Required action A
Answer these questions about the forum thread on real estate and the next asset class, one answer per line, marked to match:
(i) What project is planned for 2005 in the reply that follows chisel's quote?
(ii) According to the quote from kowboy, what does Harry S. Dent use to predict stock market and real estate valuations?
(iii) In the quote from darkhorse, what is trying to keep the good times rolling with an endless flow of easy credit compared to?
Required action B
Carry on the forum thread on real estate and the next asset class, picking up right after its final sentence.

Excerpted passage
[Start of section]

Real Estate is dying? Investment-wise what is the next Asset Class Du Jour?

Quote from chisel:

darkhorse,

Your posts are some of the best on ET. Thanks for taking the time to share your thoughts.


Most welcome!

One of my projects for 2005 is starting up an online macro journal- combination market commentary and grand experiment. Anyone who wants to be notified when this launches, PM me.
 
Quote from kowboy:

Just started reading this:

"The Next Great Bubble Boom" by Harry S.Dent

He uses Demographics to predict stock market and real estate valuations and correlates this with past historical cycles in the markets.
I skimmed his book. He sounds too bullish until 2009-2010(Dow 40,000)
He also does not see any housing buble until 2010.
I also remember though that he was very bullish about the internet stocks in 2000, as we know that some of them went down to the toilet. I also recall that Munder Net-Net Fund was using his Roaring 2000's argument while pitching their fund which eventually had a disastrous ending.
I guess time will tell whether he is right or wrong, however definitely he is an ultra optimist at least for the next 5 years.
 
Quote from darkhorse:

More vigilant? All they've done is double down repeatedly.

Trying to keep the good times rolling with an endless flow of easy credit is roughly equivalent to the casino gambler's martingale strategy.

[End of section]

Records from a collection
[Start of section]

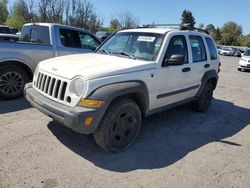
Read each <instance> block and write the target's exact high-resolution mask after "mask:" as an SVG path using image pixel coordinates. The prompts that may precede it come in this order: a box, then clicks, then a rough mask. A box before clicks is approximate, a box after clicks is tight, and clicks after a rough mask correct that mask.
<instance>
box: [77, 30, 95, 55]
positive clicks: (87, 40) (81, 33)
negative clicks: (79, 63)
mask: <svg viewBox="0 0 250 188" xmlns="http://www.w3.org/2000/svg"><path fill="white" fill-rule="evenodd" d="M80 40H81V45H82V48H84V49H89V50H92V51H94V50H95V49H96V47H97V46H99V42H98V41H97V40H96V39H95V38H94V37H92V36H91V35H88V34H86V33H80Z"/></svg>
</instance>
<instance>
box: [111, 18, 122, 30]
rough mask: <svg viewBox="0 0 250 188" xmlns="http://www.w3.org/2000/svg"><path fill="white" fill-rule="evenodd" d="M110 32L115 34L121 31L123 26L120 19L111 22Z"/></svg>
mask: <svg viewBox="0 0 250 188" xmlns="http://www.w3.org/2000/svg"><path fill="white" fill-rule="evenodd" d="M109 27H110V31H112V32H114V31H116V30H119V29H121V24H120V22H119V20H118V19H116V18H114V19H112V20H111V21H110V26H109Z"/></svg>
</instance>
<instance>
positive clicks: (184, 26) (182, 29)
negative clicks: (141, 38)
mask: <svg viewBox="0 0 250 188" xmlns="http://www.w3.org/2000/svg"><path fill="white" fill-rule="evenodd" d="M156 27H167V28H172V29H180V30H190V31H199V32H204V33H206V34H208V35H209V32H208V31H207V30H205V29H200V28H196V27H193V26H191V24H190V23H185V24H148V25H143V26H142V27H138V28H156Z"/></svg>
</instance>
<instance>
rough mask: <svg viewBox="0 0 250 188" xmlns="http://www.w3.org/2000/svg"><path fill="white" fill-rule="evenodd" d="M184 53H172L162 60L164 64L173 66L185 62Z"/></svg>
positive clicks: (170, 65)
mask: <svg viewBox="0 0 250 188" xmlns="http://www.w3.org/2000/svg"><path fill="white" fill-rule="evenodd" d="M184 61H185V57H184V55H180V54H173V55H172V56H171V57H170V59H165V60H164V66H165V67H166V66H175V65H183V64H184V63H185V62H184Z"/></svg>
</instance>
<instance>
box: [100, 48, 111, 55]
mask: <svg viewBox="0 0 250 188" xmlns="http://www.w3.org/2000/svg"><path fill="white" fill-rule="evenodd" d="M99 52H102V53H105V54H107V55H110V54H111V53H110V52H108V51H106V50H104V49H102V50H100V51H99Z"/></svg>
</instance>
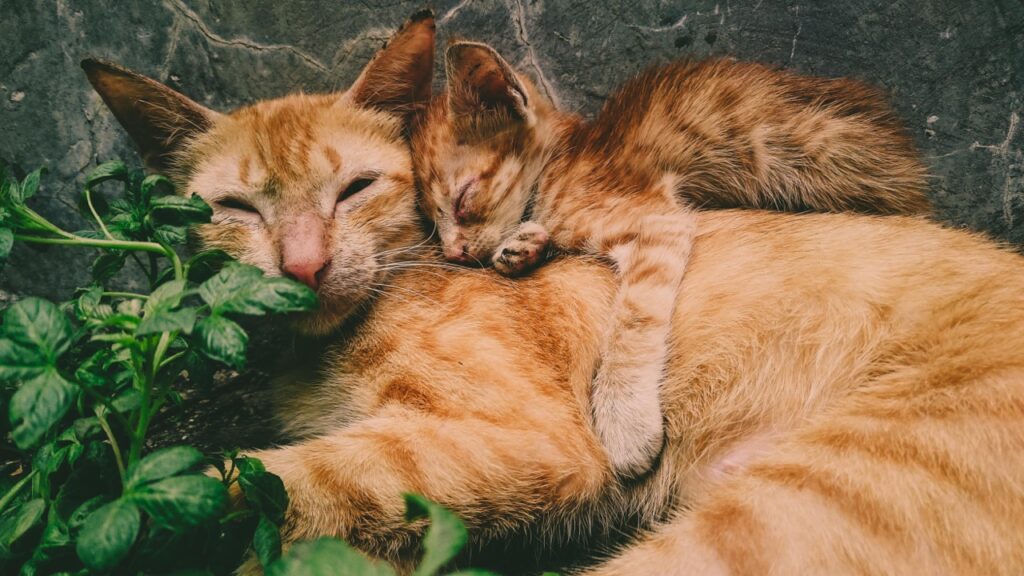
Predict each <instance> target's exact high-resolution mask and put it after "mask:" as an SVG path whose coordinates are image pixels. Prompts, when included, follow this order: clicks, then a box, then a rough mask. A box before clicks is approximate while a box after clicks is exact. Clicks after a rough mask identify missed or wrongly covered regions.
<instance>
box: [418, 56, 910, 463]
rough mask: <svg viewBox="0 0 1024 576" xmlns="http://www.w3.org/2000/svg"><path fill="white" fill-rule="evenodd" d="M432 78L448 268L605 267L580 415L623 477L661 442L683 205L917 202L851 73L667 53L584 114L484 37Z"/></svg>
mask: <svg viewBox="0 0 1024 576" xmlns="http://www.w3.org/2000/svg"><path fill="white" fill-rule="evenodd" d="M446 71H447V93H446V95H442V96H440V97H437V98H435V99H434V100H433V102H432V104H431V106H430V107H429V109H428V111H427V113H426V115H425V116H424V118H423V120H422V121H421V122H419V123H418V124H417V127H416V129H415V132H414V138H413V157H414V164H415V166H416V169H417V175H418V178H419V181H420V184H421V188H422V189H423V196H422V205H423V209H424V211H425V212H426V213H427V215H428V216H429V217H431V218H432V219H433V220H434V221H435V222H436V224H437V228H438V231H439V235H440V238H441V242H442V243H443V247H444V253H445V256H446V257H447V258H449V259H451V260H453V261H458V262H464V263H465V262H481V263H486V262H488V261H490V262H493V263H494V266H495V268H496V269H497V270H498V271H499V272H501V273H503V274H505V275H509V276H517V275H521V274H523V273H525V272H527V271H529V270H530V269H532V268H534V266H536V265H537V264H538V263H540V262H541V261H542V260H543V259H544V258H545V256H546V254H547V252H548V250H549V248H550V246H549V244H551V243H553V244H554V245H555V246H557V247H558V248H560V249H563V250H571V251H584V252H590V253H596V254H601V255H604V256H607V257H608V258H609V259H610V260H611V261H612V262H614V264H615V268H616V270H617V272H618V276H620V279H621V283H622V284H621V287H620V292H618V296H617V299H616V306H615V311H614V313H613V314H614V318H615V324H614V326H613V327H612V328H610V330H609V333H608V334H607V337H606V341H605V345H604V353H603V355H602V358H601V364H600V368H599V370H598V372H597V374H596V376H595V379H594V390H593V413H594V425H595V427H596V429H597V431H598V436H599V437H600V438H601V440H602V442H603V444H604V446H605V448H606V449H607V451H608V455H609V457H610V459H611V463H612V466H613V468H614V469H615V470H616V472H618V474H621V475H623V476H625V477H635V476H638V475H640V474H642V472H644V471H645V470H646V469H648V467H649V466H650V464H651V462H652V461H653V459H654V458H655V457H656V455H657V453H658V451H659V449H660V447H662V441H663V414H662V409H660V405H659V401H658V388H659V382H660V379H662V376H663V373H664V371H665V361H666V358H667V346H668V341H667V339H668V335H669V333H670V321H671V319H672V317H673V307H674V302H675V301H676V295H677V294H678V292H679V288H680V284H681V282H682V279H683V275H684V271H685V269H686V263H687V260H688V258H689V255H690V249H691V247H692V241H693V237H694V235H695V234H696V223H695V221H696V219H695V215H694V213H693V211H692V210H693V209H694V208H702V207H749V208H769V209H776V210H792V211H801V210H815V211H843V210H851V211H863V212H868V213H892V214H899V213H902V214H915V213H925V212H927V211H928V209H929V204H928V201H927V199H926V197H925V188H926V181H925V169H924V167H923V165H922V164H921V162H920V161H919V160H918V158H916V153H915V151H914V149H913V146H912V143H911V141H910V140H909V138H908V137H907V136H906V134H905V133H904V131H903V128H902V127H901V125H900V123H899V122H898V121H897V119H896V117H895V115H894V114H893V112H892V110H891V109H890V108H889V107H888V105H887V104H886V102H885V100H884V98H883V97H882V96H881V94H880V93H879V92H878V91H877V90H874V89H872V88H870V87H868V86H865V85H864V84H861V83H859V82H855V81H853V80H848V79H823V78H812V77H806V76H799V75H796V74H792V73H788V72H783V71H778V70H773V69H769V68H767V67H764V66H761V65H757V64H751V63H739V61H735V60H731V59H725V58H719V59H709V60H702V61H684V63H675V64H671V65H667V66H660V67H655V68H652V69H650V70H648V71H646V72H644V73H642V74H640V75H639V76H637V77H636V78H634V79H633V80H631V81H629V82H627V83H626V84H625V85H624V86H623V87H622V88H621V89H620V90H618V91H617V92H616V93H615V94H613V95H612V96H611V97H610V98H609V99H608V100H607V102H606V104H605V106H604V108H603V109H602V110H601V112H600V114H599V115H598V116H597V118H596V119H595V120H594V121H593V122H584V121H582V120H581V119H580V118H579V117H577V116H574V115H571V114H565V113H561V112H559V111H557V110H555V109H554V108H553V107H552V105H551V104H550V102H549V101H547V100H546V99H545V98H544V96H543V95H541V93H540V92H539V91H538V90H537V89H536V88H535V87H534V85H532V84H531V83H530V82H529V81H528V80H527V79H526V78H524V77H523V76H522V75H520V74H518V73H516V72H515V71H514V70H512V68H511V67H510V66H509V65H508V64H507V63H506V61H505V60H504V59H503V58H502V57H501V56H500V55H499V54H498V53H497V52H496V51H495V50H494V49H493V48H490V47H489V46H487V45H485V44H480V43H476V42H466V41H461V42H456V43H454V44H452V45H451V46H450V47H449V48H447V53H446Z"/></svg>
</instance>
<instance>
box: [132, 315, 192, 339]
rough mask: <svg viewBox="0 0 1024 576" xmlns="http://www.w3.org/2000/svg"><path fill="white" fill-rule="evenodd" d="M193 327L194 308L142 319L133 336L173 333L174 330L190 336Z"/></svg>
mask: <svg viewBox="0 0 1024 576" xmlns="http://www.w3.org/2000/svg"><path fill="white" fill-rule="evenodd" d="M195 326H196V308H181V310H176V311H160V312H158V313H156V314H152V315H147V316H146V317H145V318H143V319H142V322H140V323H139V325H138V328H137V329H136V330H135V334H136V335H139V336H143V335H145V334H159V333H160V332H173V331H174V330H180V331H182V332H184V333H185V334H190V333H191V330H193V327H195Z"/></svg>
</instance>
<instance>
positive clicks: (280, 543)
mask: <svg viewBox="0 0 1024 576" xmlns="http://www.w3.org/2000/svg"><path fill="white" fill-rule="evenodd" d="M253 549H255V550H256V558H258V559H259V563H260V564H261V565H263V568H266V567H267V566H270V564H272V563H273V562H274V561H276V560H278V559H279V558H281V532H279V530H278V526H276V525H275V524H274V523H273V522H272V521H270V520H269V519H267V518H266V517H265V516H261V517H259V524H257V525H256V533H255V534H254V535H253Z"/></svg>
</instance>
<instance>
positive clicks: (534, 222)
mask: <svg viewBox="0 0 1024 576" xmlns="http://www.w3.org/2000/svg"><path fill="white" fill-rule="evenodd" d="M550 244H551V237H550V236H549V235H548V231H547V230H546V229H545V228H544V227H543V225H541V224H539V223H537V222H534V221H525V222H522V223H521V224H519V228H517V229H516V230H515V232H513V233H512V234H510V235H509V236H508V237H506V238H505V241H504V242H502V244H501V246H499V247H498V249H497V250H495V255H494V256H493V257H492V261H493V262H494V265H495V270H497V271H498V272H499V273H501V274H502V275H504V276H521V275H523V274H526V273H527V272H529V271H531V270H534V269H535V268H537V266H538V265H539V264H540V263H541V262H542V261H543V260H544V259H545V258H546V257H547V253H548V247H549V246H550Z"/></svg>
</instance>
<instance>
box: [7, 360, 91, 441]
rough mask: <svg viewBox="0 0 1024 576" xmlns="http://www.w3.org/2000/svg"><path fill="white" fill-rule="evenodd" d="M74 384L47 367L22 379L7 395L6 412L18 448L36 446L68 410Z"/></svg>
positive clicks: (69, 408) (56, 371)
mask: <svg viewBox="0 0 1024 576" xmlns="http://www.w3.org/2000/svg"><path fill="white" fill-rule="evenodd" d="M74 393H75V386H74V385H73V384H72V383H71V382H69V381H68V380H65V379H63V378H62V377H61V376H60V374H58V373H57V371H56V369H54V368H50V369H48V370H47V371H45V372H43V373H42V374H40V375H39V376H36V377H35V378H33V379H31V380H29V381H27V382H24V383H23V384H22V385H20V386H19V387H18V388H17V392H15V393H14V396H12V397H11V399H10V408H9V410H8V414H9V417H10V422H11V424H13V425H14V429H13V430H11V438H12V439H13V440H14V444H16V445H17V447H18V448H22V449H26V448H30V447H32V446H35V445H36V444H37V443H38V442H39V441H40V440H41V439H42V438H43V436H45V435H46V433H48V431H49V430H50V428H52V427H53V426H54V425H55V424H56V423H57V422H59V421H60V419H61V418H63V415H65V414H67V413H68V410H69V409H70V408H71V405H72V404H73V403H74V402H75V394H74Z"/></svg>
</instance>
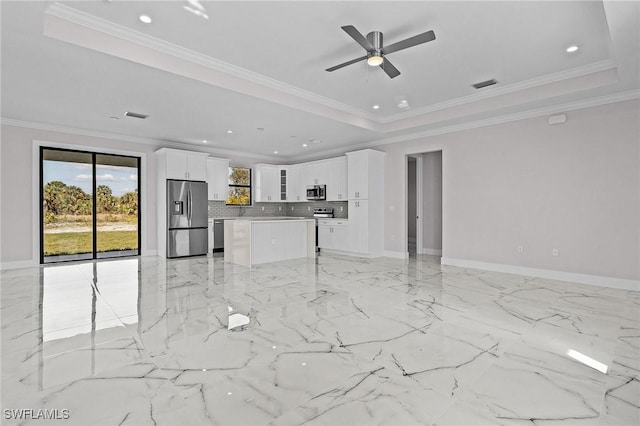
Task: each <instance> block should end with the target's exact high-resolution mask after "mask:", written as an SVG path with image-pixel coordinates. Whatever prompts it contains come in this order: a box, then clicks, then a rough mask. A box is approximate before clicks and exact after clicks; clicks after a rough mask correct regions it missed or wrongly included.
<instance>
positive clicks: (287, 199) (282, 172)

[End of section]

Answer area A
(i) Starting up an online macro journal that combines market commentary and a grand experiment.
(ii) Demographics.
(iii) The casino gambler's martingale strategy.

Answer area B
In the long run the martingale strategy doesn't work, because a) the bankroll requirements are ultimately too onerous, and b) the casino imposes real world limits on how big you can bet. Greenspan is the gambler in this situation, the US treasury supplies his bankroll, and the real world limits are imposed by foreign and domestic creditors.

I highly recommend you pick up Victor Sperandeo's "Methods of a Wall Street Master," first or second edition. He does a good job of distilling the core of Austrian economics, which is built on the premise that booms and busts are caused by government attempts to manipulate credit. And that's all Greenspan really does at the end of the day.

Artificial means simply do not work in the long run. Real wealth is created by productivity and innovation, not a printing press, and all that easy credit does is a) prolong the inevitable, and b) make the ultimate bust worse.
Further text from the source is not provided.